** RECORDS TO USE follows **

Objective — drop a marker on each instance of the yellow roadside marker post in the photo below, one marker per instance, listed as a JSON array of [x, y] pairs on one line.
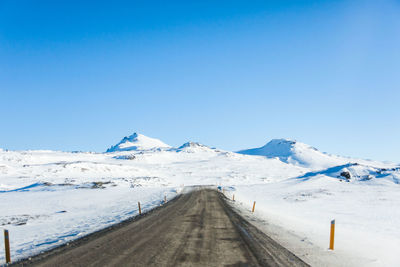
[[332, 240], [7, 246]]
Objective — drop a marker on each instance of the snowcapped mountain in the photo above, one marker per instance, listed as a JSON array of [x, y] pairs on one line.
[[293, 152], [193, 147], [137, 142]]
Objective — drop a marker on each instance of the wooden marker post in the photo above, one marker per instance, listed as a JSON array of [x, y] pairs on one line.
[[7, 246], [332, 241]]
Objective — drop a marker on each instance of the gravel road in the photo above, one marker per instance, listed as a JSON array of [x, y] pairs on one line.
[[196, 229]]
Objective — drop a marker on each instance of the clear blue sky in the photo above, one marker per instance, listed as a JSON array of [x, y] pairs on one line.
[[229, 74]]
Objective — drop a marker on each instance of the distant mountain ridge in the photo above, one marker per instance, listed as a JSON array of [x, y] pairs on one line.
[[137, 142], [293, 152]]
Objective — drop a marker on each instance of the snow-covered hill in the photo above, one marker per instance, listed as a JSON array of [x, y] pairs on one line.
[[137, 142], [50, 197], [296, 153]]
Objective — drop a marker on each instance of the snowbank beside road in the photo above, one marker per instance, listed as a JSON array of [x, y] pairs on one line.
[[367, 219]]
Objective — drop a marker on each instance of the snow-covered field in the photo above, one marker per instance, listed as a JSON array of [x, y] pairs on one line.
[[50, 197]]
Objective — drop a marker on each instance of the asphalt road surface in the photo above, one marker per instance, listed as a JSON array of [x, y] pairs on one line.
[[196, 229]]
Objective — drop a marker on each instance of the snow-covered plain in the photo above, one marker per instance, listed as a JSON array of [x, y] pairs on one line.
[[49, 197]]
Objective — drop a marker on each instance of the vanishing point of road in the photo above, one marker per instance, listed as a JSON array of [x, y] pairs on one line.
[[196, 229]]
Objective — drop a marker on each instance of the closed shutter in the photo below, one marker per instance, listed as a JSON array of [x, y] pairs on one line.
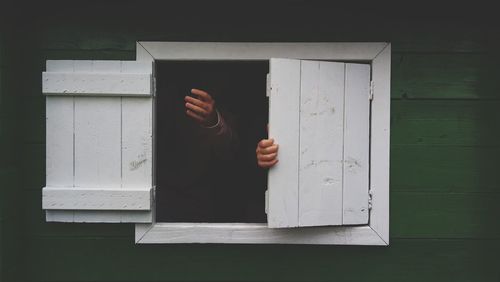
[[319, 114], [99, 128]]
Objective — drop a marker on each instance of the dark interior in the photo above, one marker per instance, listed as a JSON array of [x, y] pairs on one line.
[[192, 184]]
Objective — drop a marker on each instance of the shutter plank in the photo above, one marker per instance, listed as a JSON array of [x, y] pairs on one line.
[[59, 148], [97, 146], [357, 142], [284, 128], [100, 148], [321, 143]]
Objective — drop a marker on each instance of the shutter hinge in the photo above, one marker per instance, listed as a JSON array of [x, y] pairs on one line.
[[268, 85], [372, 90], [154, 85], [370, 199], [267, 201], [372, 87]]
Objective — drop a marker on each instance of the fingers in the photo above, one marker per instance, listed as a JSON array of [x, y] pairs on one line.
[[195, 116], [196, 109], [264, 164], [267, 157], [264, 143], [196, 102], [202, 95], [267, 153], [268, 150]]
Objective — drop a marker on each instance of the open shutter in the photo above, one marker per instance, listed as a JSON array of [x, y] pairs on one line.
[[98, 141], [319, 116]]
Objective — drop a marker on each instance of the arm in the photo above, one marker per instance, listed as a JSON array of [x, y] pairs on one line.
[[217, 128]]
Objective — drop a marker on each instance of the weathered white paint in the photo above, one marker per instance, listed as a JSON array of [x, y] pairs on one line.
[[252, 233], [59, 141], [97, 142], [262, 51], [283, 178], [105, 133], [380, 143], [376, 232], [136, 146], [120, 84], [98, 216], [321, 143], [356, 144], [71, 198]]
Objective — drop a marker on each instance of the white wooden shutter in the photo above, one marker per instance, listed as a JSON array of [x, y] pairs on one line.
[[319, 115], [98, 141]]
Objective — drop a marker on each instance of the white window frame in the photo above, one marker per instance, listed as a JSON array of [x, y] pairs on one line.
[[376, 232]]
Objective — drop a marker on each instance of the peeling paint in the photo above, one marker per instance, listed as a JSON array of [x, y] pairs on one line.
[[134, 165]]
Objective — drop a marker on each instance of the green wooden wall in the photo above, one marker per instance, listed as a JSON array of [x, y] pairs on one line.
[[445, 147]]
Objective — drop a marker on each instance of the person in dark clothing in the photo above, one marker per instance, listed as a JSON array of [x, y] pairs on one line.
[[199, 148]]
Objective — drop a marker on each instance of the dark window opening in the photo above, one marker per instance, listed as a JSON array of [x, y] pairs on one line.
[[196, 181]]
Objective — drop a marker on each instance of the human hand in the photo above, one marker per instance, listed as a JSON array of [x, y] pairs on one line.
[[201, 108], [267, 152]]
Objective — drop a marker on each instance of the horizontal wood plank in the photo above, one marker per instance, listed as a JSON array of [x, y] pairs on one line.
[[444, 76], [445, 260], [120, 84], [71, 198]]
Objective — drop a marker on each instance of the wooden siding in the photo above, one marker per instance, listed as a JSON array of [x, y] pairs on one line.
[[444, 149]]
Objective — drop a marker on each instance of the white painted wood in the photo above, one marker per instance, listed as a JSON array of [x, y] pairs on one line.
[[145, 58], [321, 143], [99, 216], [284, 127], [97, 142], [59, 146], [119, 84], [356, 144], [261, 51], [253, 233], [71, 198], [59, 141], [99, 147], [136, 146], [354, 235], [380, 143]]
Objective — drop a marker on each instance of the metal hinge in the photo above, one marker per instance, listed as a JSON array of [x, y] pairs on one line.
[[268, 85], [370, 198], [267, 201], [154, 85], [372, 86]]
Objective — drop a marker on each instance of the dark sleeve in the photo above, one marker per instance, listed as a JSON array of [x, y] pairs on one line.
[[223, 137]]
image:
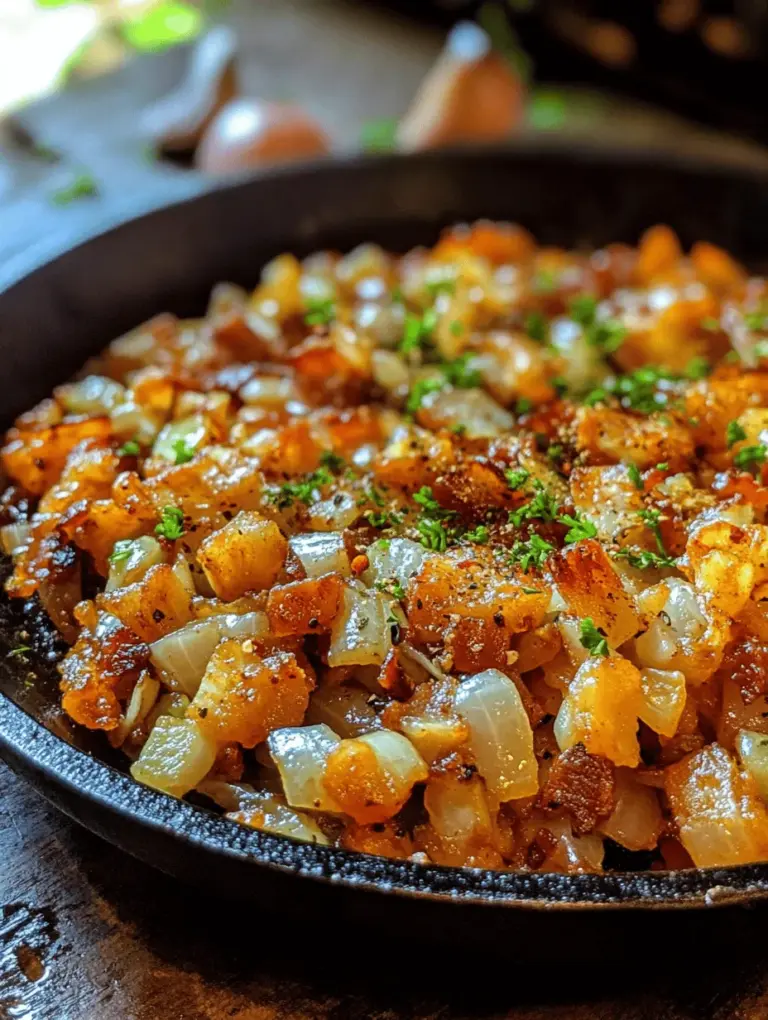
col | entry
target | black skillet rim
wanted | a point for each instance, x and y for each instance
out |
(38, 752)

** End of RECORDS TO USE **

◆ **THE TASK**
Repeat the material above word for word and skip every image in it.

◆ **SOLUTION FOR THIS TASK**
Objective — drop a marker on each instance of the yellow roadside marker post in the photo below, one marker per instance, listed as a JSON array of [x, y] pairs on one line.
[[332, 240], [7, 246]]
Objective — drop a marker on each instance of the snowcapped mountain in the photo above, one marker per instance, listed as a JSON array of [x, y] pairs on one line.
[[293, 152], [193, 147], [137, 142]]
Objective — drop a marker on each instance of the wooden marker post in the photo above, one marker per instance, listed as a JSON array of [x, y] pairs on one line.
[[7, 246], [332, 241]]
Objective — drop a marker on each instance of the gravel road in the photo above, one marker per instance, listed as a JSON array of [x, y] pairs on one line.
[[196, 229]]
Objective — drop a marker on each instance of the clear blue sky in the photo above, one marker per instance, listed as a JSON array of [x, y] pairs on one line.
[[229, 74]]
Objective — drop a marker on each instance of the distant mountain ridge in the photo above, one marker per instance, listed as a JSON array of [x, y] pairs on one line.
[[137, 142], [293, 152]]
Objective — drop a marker on each instance of the snow-covered hill in the photo above, one marker per instance, listed as a JSON array of [x, y] pairs on one line.
[[137, 142], [50, 197], [296, 153]]
Objective — drop a marker on each instance of the snowbank beside road in the photo above, one marker per instance, listed as a JSON array of [x, y] pairs on one line.
[[367, 219]]
Objective — drop a marker on each instance of the snow-covered field in the photo above, one marker per instance, listed as a JSON array of [x, y] pairs on one line.
[[50, 197]]
Objective — drop a marker on each instance of the asphalt road surface in the photo above, one marker per instance, listed as a JSON array of [x, y] pairs on one line.
[[196, 229]]
Objective — drop a marker on each instance of the snow-covered plain in the photo above, one marker per instance, listed as a JSON array of [x, y] pairs on one line.
[[49, 197]]
Objective — drop a marker on each instance of the vanishing point of road in the photo above, one marker per instance, listed as a JSON array of [x, y] pairs on one line.
[[196, 229]]
Objective — drop a marker on each instance of the closed shutter in the photo below, one marker per instance, listed as a JSON array of [x, y] pairs on one line.
[[319, 114], [99, 128]]
Objective — drop a marker on each instance of the dark interior in the photo above, one marker per instance, listed as a JSON array of [x, y] pairs on one line.
[[192, 184]]
Objective — drop a marker on each instance of the shutter plank in the photo above, one marker per instance, listed as a JSON array of [x, y] pairs on one line.
[[59, 148], [97, 146], [357, 142], [284, 128], [100, 148], [321, 143]]
Objective — drop a marker on each instance of the shutter hinge in the photo above, one marker per instance, listed as a JSON array of [x, y] pairs on one line.
[[268, 85], [372, 90], [154, 85], [370, 199], [267, 201], [372, 87]]
Objective — drop a marker on each instance of the fingers in the photo above, one marker per instance, listed as a JSON array of [x, y] pairs on one line.
[[195, 116], [196, 109], [264, 164], [267, 157], [264, 143], [196, 102], [202, 95], [267, 153], [268, 150]]
Objective — drop a marker on each instance of the open shutter in the photo above, one marker per instance, listed as a JSON array of [x, y] pairs on one line.
[[98, 141], [319, 116]]
Objective — drop a marker on each instance of the arm in the photo above, one marker per instance, listed as a JSON array of [x, y] pairs on one line.
[[217, 128]]
Objective — drop a marker on each instance of the weathered white paint in the photo above, one marker per instance, listed as a JSON array of [x, y] pairs on one line.
[[252, 233], [59, 141], [97, 142], [262, 51], [283, 178], [105, 133], [380, 143], [376, 232], [136, 146], [120, 84], [98, 216], [321, 143], [356, 144], [71, 198]]
Objective — drop a marker on each instance of the white wooden shutter in the photo above, one marker per instance, listed as a JSON array of [x, y] pairs on one line.
[[319, 115], [98, 141]]
Objective — drop a marker on each instance of the white window frame in the photo above, one marker per instance, listed as a JSON array of [x, y] pairs on one line.
[[376, 232]]
Objective — drop a marker on each instance of the peeling paint in the photo above, one marker per instance, listed as a JSON array of [x, y] pairs on one line.
[[134, 165]]
Objective — drop a marker on each instance of the green wooden wall in the photo above, one marker per instance, listed as a JSON array of [x, y] pairs on one line.
[[445, 147]]
Objective — drop a marker on each instance of the person in dark clothing in the photo above, one marker per instance, listed as a JSON array of [x, y] pairs on one line.
[[199, 148]]
Objective — drop a marker on each instance of the dark window opening in the photo above, one marker per instance, listed as a JSON array of [x, y] pairs on one line.
[[196, 181]]
Objective — drop a marker on each instance of the human hand in the photo above, one marker per instance, listed as a JSON array of [x, y] pairs on one line.
[[201, 108], [267, 152]]
Objective — drop a marker on each instance of the horizontal wood plank in the photo above, one marker per instance, listed as a JSON array of [x, y] pairs on one line.
[[444, 76], [445, 260], [120, 84], [71, 198]]
Objective — drop a marker on each instance of the wooden siding in the photo above, one marker per instance, listed as a JSON array of [x, y] pairs on one line.
[[444, 149]]
Objective — drop a marker on each instance of the white painted wood in the photo above, one marker per instance, listed as a JSON array of [x, y] pairs on one line.
[[145, 58], [321, 143], [99, 216], [284, 127], [97, 142], [59, 146], [119, 84], [356, 144], [261, 51], [253, 233], [71, 198], [59, 141], [99, 147], [136, 146], [354, 235], [380, 143]]
Objective — drop a marker on each instance of the metal hinge in the photo above, one marker per instance, listed as a JSON array of [x, y] pairs on one line.
[[268, 85], [370, 198], [267, 201], [154, 85], [372, 86]]
Objective — drop a marker on each instance of the dark sleeve in the photo above, one marker per instance, listed as a JSON array of [x, y] pairs on one line.
[[223, 137]]
image:
col | entry
target | black skillet rim
wanted | a point for each instance, x and y for each instance
out |
(38, 752)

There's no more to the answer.